> **REQUEST**:
The entries below are to be repeated exactly as they stand.

Excerpts from a detection dataset:
* * * * * * *

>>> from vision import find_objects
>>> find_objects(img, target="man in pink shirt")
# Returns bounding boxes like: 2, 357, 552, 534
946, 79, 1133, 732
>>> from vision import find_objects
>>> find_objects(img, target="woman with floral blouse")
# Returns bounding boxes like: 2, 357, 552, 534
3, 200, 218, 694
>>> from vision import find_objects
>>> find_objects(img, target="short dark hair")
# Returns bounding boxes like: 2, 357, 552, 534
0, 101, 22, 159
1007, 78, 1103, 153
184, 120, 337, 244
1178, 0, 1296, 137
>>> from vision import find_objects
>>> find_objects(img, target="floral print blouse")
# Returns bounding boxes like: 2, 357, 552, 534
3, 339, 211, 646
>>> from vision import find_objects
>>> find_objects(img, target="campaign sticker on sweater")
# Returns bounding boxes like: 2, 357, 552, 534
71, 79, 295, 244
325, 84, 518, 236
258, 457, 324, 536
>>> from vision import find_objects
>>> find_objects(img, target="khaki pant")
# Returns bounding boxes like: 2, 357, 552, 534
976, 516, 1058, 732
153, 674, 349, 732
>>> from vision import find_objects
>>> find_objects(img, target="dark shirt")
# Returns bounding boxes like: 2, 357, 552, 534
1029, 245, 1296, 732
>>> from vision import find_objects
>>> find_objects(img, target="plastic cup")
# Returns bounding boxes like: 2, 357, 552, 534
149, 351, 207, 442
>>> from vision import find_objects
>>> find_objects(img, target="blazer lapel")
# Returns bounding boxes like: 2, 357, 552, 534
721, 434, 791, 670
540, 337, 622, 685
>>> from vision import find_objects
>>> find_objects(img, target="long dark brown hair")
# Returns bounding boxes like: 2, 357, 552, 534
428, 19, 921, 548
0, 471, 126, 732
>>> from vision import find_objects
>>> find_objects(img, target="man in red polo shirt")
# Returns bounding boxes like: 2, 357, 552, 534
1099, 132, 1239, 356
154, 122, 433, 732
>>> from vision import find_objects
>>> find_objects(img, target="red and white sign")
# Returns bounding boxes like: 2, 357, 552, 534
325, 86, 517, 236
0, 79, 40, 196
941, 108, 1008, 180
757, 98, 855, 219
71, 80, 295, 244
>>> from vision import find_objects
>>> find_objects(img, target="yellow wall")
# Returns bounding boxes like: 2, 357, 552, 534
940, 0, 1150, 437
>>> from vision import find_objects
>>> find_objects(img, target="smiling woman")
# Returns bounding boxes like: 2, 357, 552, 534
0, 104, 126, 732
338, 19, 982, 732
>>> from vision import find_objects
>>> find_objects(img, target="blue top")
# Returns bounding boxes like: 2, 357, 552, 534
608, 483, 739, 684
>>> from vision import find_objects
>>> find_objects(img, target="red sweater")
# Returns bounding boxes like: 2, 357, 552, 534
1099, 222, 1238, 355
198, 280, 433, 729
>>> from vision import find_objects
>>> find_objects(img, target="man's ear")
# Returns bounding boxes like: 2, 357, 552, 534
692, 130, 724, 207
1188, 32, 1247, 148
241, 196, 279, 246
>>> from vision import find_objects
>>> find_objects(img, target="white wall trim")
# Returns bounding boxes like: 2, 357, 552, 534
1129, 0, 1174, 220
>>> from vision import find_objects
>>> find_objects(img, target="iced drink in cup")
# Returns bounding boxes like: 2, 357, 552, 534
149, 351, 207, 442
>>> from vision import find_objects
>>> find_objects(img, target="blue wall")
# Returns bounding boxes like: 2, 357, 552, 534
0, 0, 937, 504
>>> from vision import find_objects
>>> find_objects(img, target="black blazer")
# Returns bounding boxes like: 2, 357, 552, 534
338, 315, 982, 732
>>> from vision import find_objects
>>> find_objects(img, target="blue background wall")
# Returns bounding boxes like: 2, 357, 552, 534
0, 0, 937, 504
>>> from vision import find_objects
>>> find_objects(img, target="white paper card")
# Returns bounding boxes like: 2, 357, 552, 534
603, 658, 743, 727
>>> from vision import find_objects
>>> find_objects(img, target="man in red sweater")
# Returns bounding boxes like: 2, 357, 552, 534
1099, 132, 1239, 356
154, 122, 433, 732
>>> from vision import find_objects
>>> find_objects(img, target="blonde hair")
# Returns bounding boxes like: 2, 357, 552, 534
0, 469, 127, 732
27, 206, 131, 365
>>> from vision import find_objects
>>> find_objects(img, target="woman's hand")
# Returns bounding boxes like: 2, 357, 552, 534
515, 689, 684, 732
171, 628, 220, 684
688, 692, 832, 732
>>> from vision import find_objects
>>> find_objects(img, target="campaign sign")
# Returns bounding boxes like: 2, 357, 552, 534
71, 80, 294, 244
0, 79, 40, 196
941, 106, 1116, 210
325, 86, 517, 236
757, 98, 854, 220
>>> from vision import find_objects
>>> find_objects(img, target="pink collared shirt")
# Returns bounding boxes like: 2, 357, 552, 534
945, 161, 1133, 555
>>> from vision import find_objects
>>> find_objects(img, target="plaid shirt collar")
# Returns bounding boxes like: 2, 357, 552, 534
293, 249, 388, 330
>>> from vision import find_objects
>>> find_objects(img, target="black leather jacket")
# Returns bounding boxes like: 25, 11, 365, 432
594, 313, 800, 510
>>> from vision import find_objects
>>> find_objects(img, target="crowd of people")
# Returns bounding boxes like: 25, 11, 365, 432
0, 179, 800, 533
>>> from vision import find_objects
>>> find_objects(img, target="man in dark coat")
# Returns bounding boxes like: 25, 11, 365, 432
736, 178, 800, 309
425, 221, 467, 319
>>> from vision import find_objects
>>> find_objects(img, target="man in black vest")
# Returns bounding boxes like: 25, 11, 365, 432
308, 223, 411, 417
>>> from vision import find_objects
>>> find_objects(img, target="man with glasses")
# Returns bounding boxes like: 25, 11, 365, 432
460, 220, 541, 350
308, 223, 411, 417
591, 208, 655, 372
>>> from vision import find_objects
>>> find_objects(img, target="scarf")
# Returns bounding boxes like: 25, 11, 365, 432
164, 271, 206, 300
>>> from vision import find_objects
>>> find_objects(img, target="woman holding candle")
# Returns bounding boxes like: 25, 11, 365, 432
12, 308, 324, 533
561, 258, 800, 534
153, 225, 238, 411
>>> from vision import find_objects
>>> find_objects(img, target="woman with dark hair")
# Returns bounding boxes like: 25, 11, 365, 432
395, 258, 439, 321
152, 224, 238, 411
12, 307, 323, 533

* * * * * * *

> **FINAL ANSWER**:
>>> from vision import find_objects
>>> find_objects(img, target="man in pink shirt")
# Returns bounding boxes like: 2, 357, 552, 534
946, 79, 1133, 732
>>> from vision import find_objects
>>> find_objects(img, target="woman with floral blouse")
# Returns bounding boxes like: 2, 357, 552, 534
3, 200, 218, 694
>>> from vision import find_objects
>>> find_objects(img, target="short dark hair")
# Returns bounding boxes like: 2, 357, 552, 534
0, 101, 22, 159
1007, 78, 1103, 153
184, 120, 337, 244
1178, 0, 1296, 137
>>> from vision import find_objects
>>> find_objects(img, target="floral print blouse")
# Returns bounding boxes like: 2, 357, 552, 534
3, 339, 211, 646
>>> from vision import find_objects
>>> find_objects(img, target="campaign sticker on sweater")
# Returns bounding boxes like: 2, 357, 552, 534
71, 79, 295, 244
325, 84, 518, 236
258, 457, 324, 536
>>> from vision import find_objects
>>> find_objects(img, target="khaki pant")
# Returns bounding boxes like: 2, 357, 552, 534
976, 516, 1058, 732
153, 674, 349, 732
>>> from vision import find_objects
>>> find_objects(img, target="dark shirt")
# Returns bounding boxes like: 2, 357, 552, 534
1029, 245, 1296, 732
>>> from vision import find_objects
>>> find_objects(img, target="plastic cup")
# Returns bounding boxes like: 2, 357, 552, 534
149, 351, 207, 442
>>> from vision import find_objects
>>> find_objects(img, target="blazer lapel")
# Returns bounding boxes like: 2, 357, 552, 534
721, 434, 791, 670
540, 337, 622, 685
>>> from vision import find_objects
>>> find_objects(img, target="long dark brown hair")
# Returns bounding boxes like: 2, 357, 552, 534
428, 19, 921, 548
0, 471, 126, 732
>>> from vision import find_objects
>>> find_objects(img, target="man in red polo shirt")
# Returns bounding boxes like: 2, 357, 552, 534
1099, 132, 1239, 356
154, 122, 433, 732
>>> from vision import find_objects
>>> find_objects(img, target="red and white sign")
# Returns bounding boxes like: 2, 357, 552, 534
325, 86, 517, 236
0, 79, 40, 196
941, 108, 1008, 180
757, 98, 855, 219
71, 80, 295, 244
>>> from vision import find_objects
>>> find_objects(img, target="yellow wall")
# Returns bounding boxes like: 2, 357, 552, 534
940, 0, 1150, 437
>>> from vision import find_objects
>>> find_objects(img, target="smiling woman")
# Returns bounding boxes like: 2, 357, 552, 534
0, 104, 126, 732
338, 19, 982, 732
>>> from vision import find_objects
>>> find_objects(img, target="blue top")
# Returns bounding boxes like: 2, 357, 552, 534
608, 483, 739, 684
>>> from vision import find_objects
>>> find_objects(img, target="red sweater")
# Returns bounding boxes like: 2, 357, 552, 534
1099, 222, 1238, 355
198, 280, 433, 729
>>> from vision import find_objects
>>> find_objects(img, target="man's ear")
# Returns bounding boxes like: 2, 357, 552, 534
692, 130, 724, 207
1188, 32, 1247, 148
241, 196, 279, 246
>>> from vision import find_objects
>>> find_objects(img, target="white wall trim")
# Returns bounding boxes like: 2, 357, 552, 534
1129, 0, 1174, 220
>>> from vision import find_objects
>>> find_objects(img, target="iced drink in cup")
# Returns bounding boxes like: 2, 357, 552, 534
149, 351, 207, 442
>>> from vision import find_objects
>>> find_objects(img, target="blue wall")
# Returns bounding boxes like: 2, 357, 552, 534
0, 0, 937, 504
>>> from vision import find_objects
>>> find_objects(img, target="black blazer")
# Returns bounding boxes like: 2, 357, 552, 534
338, 315, 982, 732
>>> from vision import find_objects
>>> find_objects(img, target="blue background wall")
# Returns bounding boxes like: 2, 357, 552, 534
0, 0, 937, 504
>>> from vision import find_objects
>>> find_objects(img, target="white paper card")
# Returns bounding boxes like: 2, 357, 552, 534
603, 658, 743, 727
>>> from vision import find_objects
>>> find_objects(img, target="man in red sweater")
# Returns bounding boxes like: 2, 357, 552, 534
1099, 132, 1239, 356
154, 122, 433, 732
>>> from vision import find_objects
>>> find_objects(img, target="blonde hair")
# Returns bounding boxes like: 2, 357, 552, 534
0, 469, 127, 732
27, 206, 131, 365
>>> from vision import find_objects
>>> find_objects(img, target="woman's hand")
# Returns bounding boxes like: 2, 357, 552, 534
515, 689, 684, 732
171, 628, 220, 684
688, 692, 832, 732
>>> from vision import find_objects
>>> find_objects(img, target="campaign sign")
# Returns bounding boxes like: 2, 357, 552, 534
71, 80, 294, 244
0, 79, 40, 196
941, 106, 1116, 210
325, 86, 517, 236
757, 98, 854, 220
>>> from vision import find_objects
>>> find_objects(img, target="pink collared shirt")
# Returns bounding boxes like: 2, 357, 552, 534
945, 161, 1133, 555
>>> from vision import find_objects
>>> find_objects(img, target="plaid shirt collar")
# Returns bounding boxes like: 2, 357, 552, 534
293, 249, 388, 330
>>> from vision import find_objects
>>> find_objects(img, target="black leather jacket")
# Returns bounding boxes like: 25, 11, 365, 432
594, 313, 800, 510
>>> from vision import find_objects
>>> find_objects(img, target="crowd of people")
# Returns bounding boxes like: 25, 11, 365, 432
0, 179, 800, 533
>>> from vision import find_objects
>>> find_objects(img, target="man in dark coat")
# Returns bounding boxes like: 25, 11, 365, 432
736, 178, 800, 309
425, 221, 467, 319
>>> from vision import find_objects
>>> find_objects(img, target="man in black vest")
# Returns bounding boxes like: 25, 11, 365, 432
308, 223, 411, 417
>>> from vision import find_objects
>>> find_objects(img, target="man with glasses")
# Returns bounding boxes like: 25, 11, 365, 432
460, 220, 541, 350
308, 223, 411, 417
591, 208, 655, 372
>>> from vision import find_objects
>>> find_objects(img, target="scarf")
# Returns bounding boxes like: 25, 11, 365, 432
164, 271, 206, 300
>>> from vision import find_objects
>>> find_objects(img, target="woman holding candle")
# Returns bounding boxes like: 25, 11, 365, 432
12, 308, 324, 533
561, 258, 800, 534
153, 225, 238, 411
>>> from vision import find_objects
>>> find_objects(img, target="woman with dark hair")
# Returns bounding boxes like: 25, 11, 365, 432
395, 258, 439, 321
152, 224, 238, 411
12, 307, 323, 533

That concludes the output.